▸ Description of the task
Please quote exactly the opening lines of the data, from the first line to the one where "positive clicks: (132, 49)" appears.

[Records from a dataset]
○ ○ ○

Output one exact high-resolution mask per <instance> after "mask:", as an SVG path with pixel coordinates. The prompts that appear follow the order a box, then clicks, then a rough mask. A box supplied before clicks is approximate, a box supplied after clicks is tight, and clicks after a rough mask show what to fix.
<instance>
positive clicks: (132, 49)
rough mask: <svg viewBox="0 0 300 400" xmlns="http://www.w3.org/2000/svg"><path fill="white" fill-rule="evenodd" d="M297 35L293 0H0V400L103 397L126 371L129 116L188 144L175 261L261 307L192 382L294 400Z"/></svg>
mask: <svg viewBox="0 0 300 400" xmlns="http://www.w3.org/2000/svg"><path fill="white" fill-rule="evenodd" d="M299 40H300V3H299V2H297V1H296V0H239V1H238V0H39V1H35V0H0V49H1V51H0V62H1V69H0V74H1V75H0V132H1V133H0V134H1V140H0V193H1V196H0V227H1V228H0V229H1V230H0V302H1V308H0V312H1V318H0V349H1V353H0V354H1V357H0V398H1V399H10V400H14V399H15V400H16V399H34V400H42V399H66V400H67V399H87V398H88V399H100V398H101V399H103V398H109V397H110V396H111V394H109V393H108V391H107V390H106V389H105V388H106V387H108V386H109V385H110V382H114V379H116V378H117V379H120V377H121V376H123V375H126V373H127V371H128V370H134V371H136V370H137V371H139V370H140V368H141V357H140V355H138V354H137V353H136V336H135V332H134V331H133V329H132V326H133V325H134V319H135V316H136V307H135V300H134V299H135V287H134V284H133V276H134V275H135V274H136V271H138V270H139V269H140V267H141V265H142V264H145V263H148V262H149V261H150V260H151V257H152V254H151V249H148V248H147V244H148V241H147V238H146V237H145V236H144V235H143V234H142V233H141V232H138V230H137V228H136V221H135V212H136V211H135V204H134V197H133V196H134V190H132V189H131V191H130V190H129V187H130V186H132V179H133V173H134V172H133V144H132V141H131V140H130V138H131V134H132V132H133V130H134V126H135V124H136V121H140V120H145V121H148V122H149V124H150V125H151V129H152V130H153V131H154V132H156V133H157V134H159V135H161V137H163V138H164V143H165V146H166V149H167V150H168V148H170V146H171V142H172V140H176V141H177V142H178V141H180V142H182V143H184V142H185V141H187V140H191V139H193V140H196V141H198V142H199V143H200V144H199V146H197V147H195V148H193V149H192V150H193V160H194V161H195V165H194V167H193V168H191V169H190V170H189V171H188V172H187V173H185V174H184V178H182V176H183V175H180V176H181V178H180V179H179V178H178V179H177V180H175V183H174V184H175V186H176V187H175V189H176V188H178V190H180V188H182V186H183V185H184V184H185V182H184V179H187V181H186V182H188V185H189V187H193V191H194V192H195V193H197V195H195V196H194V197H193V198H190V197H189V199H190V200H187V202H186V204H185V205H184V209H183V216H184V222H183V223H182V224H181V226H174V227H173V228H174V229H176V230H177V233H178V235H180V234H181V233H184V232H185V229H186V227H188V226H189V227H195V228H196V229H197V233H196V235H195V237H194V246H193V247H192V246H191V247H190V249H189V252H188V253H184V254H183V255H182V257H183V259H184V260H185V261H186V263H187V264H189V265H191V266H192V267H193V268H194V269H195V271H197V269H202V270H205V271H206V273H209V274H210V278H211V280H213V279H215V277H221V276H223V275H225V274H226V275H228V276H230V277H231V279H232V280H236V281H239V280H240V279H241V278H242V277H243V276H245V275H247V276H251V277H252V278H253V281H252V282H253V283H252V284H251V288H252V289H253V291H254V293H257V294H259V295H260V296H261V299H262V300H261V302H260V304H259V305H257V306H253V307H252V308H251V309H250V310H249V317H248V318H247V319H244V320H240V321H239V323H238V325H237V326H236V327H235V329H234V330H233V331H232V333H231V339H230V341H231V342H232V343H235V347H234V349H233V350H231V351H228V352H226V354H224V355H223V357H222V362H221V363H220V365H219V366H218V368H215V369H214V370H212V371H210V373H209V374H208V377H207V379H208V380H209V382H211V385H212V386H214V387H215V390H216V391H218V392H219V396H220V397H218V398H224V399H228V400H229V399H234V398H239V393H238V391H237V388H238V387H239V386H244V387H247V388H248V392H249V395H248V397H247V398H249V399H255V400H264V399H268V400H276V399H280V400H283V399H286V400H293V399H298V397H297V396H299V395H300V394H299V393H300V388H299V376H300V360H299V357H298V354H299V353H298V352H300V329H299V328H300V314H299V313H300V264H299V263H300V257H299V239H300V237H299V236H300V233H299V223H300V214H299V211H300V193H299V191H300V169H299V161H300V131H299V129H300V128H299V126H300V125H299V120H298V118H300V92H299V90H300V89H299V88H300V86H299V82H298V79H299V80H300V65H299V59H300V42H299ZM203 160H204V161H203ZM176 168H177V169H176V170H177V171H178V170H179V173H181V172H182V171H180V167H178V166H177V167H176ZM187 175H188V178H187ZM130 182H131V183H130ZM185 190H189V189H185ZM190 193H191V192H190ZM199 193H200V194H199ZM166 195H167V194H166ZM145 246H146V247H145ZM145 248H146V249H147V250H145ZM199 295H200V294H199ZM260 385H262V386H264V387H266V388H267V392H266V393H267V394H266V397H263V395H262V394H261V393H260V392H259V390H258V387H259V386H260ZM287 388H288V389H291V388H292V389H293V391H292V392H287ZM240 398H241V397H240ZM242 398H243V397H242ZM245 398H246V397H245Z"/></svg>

○ ○ ○

▸ Response box
Output one exact high-resolution mask per <instance> after "mask:", as an SVG path with pixel coordinates. The prompts that appear follow the order a box, then clicks, then a rough mask. A box supplied before clicks is approximate, a box supplied after clicks is tight, and clicks after a rough mask show what to fix.
<instance>
positive clicks: (132, 49)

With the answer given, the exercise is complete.